#### DIRECTIVE 1:
In the Morok patterns! DSL reference, what does an infallible rewrite always return?
#### DIRECTIVE 2:
According to the Morok patterns! DSL reference, list every situation in which the reference should be used.
#### DIRECTIVE 3:
Carry on the Morok patterns! DSL reference from the point where it ends.
───── EXTRACT TO READ
AgentSkillsCN

patterns

Morok模式的参考!DSL与重写引擎API。在编写优化模式、调试模式匹配,或理解重写限制时使用此功能。

SKILL.md
--- frontmatter
name: patterns
description: Reference for Morok's patterns! DSL and rewrite engine API. Use when writing optimization patterns, debugging pattern matching, or understanding rewrite limitations.

Morok Patterns! DSL and Rewrite Engine

Pattern Syntax Quick Reference

Basic Pattern Structure

rust
use morok_schedule::patterns;

let matcher = patterns! {
    // Infallible rewrite (always returns Arc<UOp>)
    Pattern ~> rewrite_expr,

    // Fallible rewrite (returns Option<Arc<UOp>>)
    Pattern => rewrite_expr,
};

Variable Binding

SyntaxDescriptionExample
xBind any UOp to variable xAdd(x, y)
──────────
───── PROVIDED MATERIAL
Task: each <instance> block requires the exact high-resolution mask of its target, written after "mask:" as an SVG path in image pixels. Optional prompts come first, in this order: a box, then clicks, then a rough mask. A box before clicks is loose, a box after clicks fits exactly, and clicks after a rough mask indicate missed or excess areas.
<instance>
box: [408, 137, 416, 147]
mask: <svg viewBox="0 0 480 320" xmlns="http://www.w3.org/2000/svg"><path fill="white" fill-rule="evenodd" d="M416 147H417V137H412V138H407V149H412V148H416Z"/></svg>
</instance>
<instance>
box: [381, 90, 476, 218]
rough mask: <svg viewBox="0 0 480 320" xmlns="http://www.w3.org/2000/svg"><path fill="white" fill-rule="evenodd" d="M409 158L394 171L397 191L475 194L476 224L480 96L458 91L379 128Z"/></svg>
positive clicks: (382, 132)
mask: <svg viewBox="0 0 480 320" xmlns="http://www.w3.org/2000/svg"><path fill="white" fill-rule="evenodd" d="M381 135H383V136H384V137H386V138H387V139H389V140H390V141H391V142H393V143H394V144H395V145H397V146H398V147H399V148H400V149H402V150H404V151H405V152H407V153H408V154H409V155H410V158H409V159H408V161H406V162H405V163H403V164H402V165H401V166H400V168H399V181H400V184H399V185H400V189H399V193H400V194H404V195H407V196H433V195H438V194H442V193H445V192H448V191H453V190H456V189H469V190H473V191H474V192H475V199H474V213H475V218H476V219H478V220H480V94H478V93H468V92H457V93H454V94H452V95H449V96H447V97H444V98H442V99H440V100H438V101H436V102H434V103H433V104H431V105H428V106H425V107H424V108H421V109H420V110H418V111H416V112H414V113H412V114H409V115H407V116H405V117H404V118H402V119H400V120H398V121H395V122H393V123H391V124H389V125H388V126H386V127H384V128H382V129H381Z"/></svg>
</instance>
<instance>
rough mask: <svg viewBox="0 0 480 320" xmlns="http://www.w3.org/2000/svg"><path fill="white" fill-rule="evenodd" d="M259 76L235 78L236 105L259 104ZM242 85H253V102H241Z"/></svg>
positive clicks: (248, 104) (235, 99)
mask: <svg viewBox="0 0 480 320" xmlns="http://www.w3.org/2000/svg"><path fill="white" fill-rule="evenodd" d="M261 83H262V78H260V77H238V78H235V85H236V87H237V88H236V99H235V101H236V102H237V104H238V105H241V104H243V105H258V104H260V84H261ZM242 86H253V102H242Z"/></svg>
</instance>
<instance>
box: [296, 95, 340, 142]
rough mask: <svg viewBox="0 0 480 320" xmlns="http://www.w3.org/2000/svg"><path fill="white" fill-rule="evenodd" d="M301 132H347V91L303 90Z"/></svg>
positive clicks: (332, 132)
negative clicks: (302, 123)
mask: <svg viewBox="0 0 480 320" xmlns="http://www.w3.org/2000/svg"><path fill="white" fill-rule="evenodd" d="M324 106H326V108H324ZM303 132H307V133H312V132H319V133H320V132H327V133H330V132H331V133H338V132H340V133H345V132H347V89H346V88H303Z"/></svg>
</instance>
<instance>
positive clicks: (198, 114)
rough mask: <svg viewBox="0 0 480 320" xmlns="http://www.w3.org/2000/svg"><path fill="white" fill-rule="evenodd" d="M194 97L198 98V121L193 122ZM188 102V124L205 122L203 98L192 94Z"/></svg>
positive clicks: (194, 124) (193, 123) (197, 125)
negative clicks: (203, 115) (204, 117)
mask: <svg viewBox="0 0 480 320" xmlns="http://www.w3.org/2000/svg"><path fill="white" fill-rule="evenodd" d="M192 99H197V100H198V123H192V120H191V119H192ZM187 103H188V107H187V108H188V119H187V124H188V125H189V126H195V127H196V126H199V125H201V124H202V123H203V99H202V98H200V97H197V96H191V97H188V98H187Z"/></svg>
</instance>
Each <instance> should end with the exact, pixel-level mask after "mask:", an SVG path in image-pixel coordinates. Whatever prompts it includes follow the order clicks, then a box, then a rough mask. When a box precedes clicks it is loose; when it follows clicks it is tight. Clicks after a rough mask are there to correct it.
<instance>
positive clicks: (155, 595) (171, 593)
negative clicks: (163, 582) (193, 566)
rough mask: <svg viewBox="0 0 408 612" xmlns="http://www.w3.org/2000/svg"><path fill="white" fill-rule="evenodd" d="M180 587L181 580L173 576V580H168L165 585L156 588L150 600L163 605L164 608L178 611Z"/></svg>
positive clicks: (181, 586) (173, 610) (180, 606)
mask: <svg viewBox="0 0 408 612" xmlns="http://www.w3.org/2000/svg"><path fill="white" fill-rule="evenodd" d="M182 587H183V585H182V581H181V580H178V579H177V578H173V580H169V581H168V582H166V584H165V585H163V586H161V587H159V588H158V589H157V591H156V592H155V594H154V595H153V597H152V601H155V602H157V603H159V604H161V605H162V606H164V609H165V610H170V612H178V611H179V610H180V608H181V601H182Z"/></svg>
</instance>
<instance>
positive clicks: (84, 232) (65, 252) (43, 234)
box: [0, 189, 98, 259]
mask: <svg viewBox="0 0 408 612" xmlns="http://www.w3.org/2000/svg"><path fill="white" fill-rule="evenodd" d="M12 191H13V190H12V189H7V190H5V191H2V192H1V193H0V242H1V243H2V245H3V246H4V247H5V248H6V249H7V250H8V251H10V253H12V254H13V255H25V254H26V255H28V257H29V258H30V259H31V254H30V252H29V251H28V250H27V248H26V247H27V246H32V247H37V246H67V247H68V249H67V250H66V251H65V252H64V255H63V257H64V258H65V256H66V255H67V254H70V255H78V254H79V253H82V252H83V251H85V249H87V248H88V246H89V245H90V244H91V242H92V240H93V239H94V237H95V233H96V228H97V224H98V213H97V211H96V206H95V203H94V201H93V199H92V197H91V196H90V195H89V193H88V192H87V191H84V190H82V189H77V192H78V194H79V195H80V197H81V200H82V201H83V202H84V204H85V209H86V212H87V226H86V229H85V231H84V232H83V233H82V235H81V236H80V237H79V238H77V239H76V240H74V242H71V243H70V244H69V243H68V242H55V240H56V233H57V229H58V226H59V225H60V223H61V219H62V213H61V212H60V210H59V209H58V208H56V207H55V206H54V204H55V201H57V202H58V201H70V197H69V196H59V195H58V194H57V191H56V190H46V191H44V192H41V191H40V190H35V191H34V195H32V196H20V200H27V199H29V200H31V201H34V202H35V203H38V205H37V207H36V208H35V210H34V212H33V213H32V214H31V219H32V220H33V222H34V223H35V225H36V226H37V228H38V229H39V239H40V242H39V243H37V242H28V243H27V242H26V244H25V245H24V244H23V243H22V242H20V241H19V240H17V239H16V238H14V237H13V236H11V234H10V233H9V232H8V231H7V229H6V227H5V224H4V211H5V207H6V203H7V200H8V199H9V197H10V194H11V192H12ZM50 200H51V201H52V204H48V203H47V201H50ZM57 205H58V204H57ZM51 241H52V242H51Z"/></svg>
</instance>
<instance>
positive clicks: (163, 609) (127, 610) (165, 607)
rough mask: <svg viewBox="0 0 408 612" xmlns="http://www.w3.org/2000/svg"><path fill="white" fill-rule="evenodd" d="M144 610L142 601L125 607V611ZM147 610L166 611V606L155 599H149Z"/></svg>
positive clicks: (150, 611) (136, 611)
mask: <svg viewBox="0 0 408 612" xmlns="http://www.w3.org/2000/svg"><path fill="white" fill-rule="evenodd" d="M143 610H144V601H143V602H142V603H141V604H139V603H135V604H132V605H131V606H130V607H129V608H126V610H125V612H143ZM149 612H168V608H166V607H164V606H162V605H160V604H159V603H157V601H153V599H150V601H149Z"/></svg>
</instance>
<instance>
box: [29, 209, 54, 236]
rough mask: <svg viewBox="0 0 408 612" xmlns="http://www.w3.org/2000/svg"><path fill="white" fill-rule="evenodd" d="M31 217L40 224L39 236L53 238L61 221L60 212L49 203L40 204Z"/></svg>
──────────
#### WRITTEN ANSWER 1:
It always returns Arc<UOp>.

#### WRITTEN ANSWER 2:
Writing optimization patterns, debugging pattern matching, and understanding rewrite limitations.

#### WRITTEN ANSWER 3:
_Wildcard (ignore)Add(_, y)
name @ patternBind entire match to nameresult @ Add(x, y)
c @const(cv)Bind UOp to c, ConstValue to cvAdd(x, c@const(cv))

Constant Patterns

rust
// Specific constants
Const(0)          // Integer 0
Const(1.0)        // Float 1.0

// Special constants
@zero             // Matches 0 or 0.0
@one              // Matches 1 or 1.0
@const            // Any constant

Operation Patterns

Tuple style (positional):

rust
Neg(x)                    // Unary
Add(x, y)                 // Binary
Where(cond, t, f)         // Ternary

Struct style (named fields):

rust
Cast { src: x, dtype }
Load { buffer: b, index: i }
Bufferize { compute: x, ranges, .. }  // .. ignores rest

Guards and Conditions

rust
// Guard before arrow
Pattern if condition ~> rewrite_expr

// Examples
Add(x, y) if !x.dtype().is_float() => transform(x, y)
Cast { src: x, dtype } if x.dtype() == *dtype ~> x
Lt(x, x) if !x.dtype().is_float() ~> false.into_uop(DType::Bool)

Rewrite Expressions

rust
// Simple variable return
Add(x, @zero) ~> x

// Closure (infallible)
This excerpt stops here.